§ Objective:
Pick out every line in the rows below that contains the string "nose", treating uppercase and lowercase as different, and copy each of those lines.

━━━━━━━━

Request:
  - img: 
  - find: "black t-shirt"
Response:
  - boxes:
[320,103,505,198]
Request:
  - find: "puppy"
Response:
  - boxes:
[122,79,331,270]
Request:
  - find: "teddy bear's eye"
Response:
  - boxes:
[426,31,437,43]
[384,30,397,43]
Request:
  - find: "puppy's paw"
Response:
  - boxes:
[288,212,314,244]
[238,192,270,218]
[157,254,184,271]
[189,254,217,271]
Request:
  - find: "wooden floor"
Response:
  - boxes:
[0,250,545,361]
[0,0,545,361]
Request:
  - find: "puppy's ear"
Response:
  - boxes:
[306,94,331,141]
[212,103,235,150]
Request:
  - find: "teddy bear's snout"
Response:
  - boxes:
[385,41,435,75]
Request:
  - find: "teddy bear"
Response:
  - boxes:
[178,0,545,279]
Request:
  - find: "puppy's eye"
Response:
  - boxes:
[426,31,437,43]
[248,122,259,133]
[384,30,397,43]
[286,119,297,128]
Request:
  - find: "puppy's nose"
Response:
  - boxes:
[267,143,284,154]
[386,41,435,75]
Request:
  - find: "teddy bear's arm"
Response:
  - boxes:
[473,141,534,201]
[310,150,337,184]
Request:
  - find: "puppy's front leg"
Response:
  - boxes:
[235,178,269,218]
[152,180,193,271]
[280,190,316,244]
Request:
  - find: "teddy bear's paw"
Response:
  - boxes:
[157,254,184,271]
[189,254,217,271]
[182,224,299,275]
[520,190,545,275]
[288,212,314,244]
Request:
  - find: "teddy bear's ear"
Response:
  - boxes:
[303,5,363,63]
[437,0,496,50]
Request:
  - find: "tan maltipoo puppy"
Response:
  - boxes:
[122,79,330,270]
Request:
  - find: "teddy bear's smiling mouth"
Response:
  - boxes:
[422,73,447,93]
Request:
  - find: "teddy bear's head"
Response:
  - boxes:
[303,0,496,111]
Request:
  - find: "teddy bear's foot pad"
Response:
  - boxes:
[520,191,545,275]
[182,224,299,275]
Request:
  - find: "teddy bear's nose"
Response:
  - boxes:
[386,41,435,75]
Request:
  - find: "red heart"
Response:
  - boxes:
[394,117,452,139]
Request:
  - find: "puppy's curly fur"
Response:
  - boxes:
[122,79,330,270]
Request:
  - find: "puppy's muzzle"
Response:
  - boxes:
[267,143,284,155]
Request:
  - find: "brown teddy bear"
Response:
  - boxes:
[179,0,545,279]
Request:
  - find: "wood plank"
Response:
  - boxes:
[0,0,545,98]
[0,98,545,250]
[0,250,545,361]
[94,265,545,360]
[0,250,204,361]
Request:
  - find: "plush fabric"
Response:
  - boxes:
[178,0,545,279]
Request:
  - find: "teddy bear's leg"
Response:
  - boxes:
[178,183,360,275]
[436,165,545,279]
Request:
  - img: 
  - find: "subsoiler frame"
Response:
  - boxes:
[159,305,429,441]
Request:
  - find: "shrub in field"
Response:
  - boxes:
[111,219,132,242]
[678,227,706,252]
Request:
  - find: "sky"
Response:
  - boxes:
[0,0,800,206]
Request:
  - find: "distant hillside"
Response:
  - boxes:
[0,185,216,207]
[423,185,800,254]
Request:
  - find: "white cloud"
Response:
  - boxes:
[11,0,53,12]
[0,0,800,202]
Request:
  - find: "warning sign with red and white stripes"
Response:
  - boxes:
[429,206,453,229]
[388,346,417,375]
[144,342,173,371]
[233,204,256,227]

━━━━━━━━

§ Correct answer:
  - find: "puppy's nose"
  - find: "teddy bear's nose"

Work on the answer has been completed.